**Instructions for the task**: Your task is to repeat each record verbatim, exactly as it was written.

(Saved entries)
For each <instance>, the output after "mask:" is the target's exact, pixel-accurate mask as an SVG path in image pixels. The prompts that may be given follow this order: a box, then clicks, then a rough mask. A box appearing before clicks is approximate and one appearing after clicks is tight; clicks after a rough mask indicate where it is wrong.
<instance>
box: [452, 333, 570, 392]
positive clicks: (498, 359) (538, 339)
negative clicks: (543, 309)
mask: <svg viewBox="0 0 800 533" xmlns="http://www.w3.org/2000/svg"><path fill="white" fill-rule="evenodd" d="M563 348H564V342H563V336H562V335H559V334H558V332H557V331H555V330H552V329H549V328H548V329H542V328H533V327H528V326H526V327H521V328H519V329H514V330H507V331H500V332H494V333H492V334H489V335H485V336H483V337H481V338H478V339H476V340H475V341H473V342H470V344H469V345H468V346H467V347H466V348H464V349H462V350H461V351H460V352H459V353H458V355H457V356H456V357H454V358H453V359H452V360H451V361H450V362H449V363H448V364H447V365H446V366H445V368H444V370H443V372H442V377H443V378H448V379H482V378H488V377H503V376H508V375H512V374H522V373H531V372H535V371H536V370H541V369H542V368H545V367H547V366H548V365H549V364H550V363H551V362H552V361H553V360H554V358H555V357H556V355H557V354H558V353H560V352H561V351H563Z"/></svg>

**Exercise answer**:
For each <instance>, the output after "mask:" is the target's exact, pixel-accurate mask as an SVG path in image pixels. The prompts that may be given follow this order: a box, then clicks, then a rough mask. A box appearing before clicks is approximate and one appearing after clicks is tight; clicks after a rough mask indicate where it is wrong.
<instance>
box: [452, 333, 570, 392]
positive clicks: (498, 359) (538, 339)
negative clicks: (543, 309)
mask: <svg viewBox="0 0 800 533" xmlns="http://www.w3.org/2000/svg"><path fill="white" fill-rule="evenodd" d="M563 348H564V342H563V336H562V335H559V334H558V332H557V331H555V330H552V329H549V328H548V329H542V328H533V327H528V326H526V327H521V328H519V329H514V330H507V331H500V332H494V333H492V334H489V335H485V336H483V337H481V338H478V339H476V340H475V341H473V342H470V344H469V345H468V346H467V347H466V348H464V349H462V350H461V351H460V352H459V353H458V355H457V356H456V357H454V358H453V359H452V360H451V361H450V362H449V363H448V364H447V365H446V366H445V368H444V370H443V372H442V377H443V378H448V379H482V378H488V377H503V376H508V375H512V374H522V373H531V372H535V371H536V370H541V369H542V368H545V367H547V366H548V365H549V364H550V363H551V362H552V361H553V360H554V358H555V357H556V355H557V354H558V353H560V352H561V351H563Z"/></svg>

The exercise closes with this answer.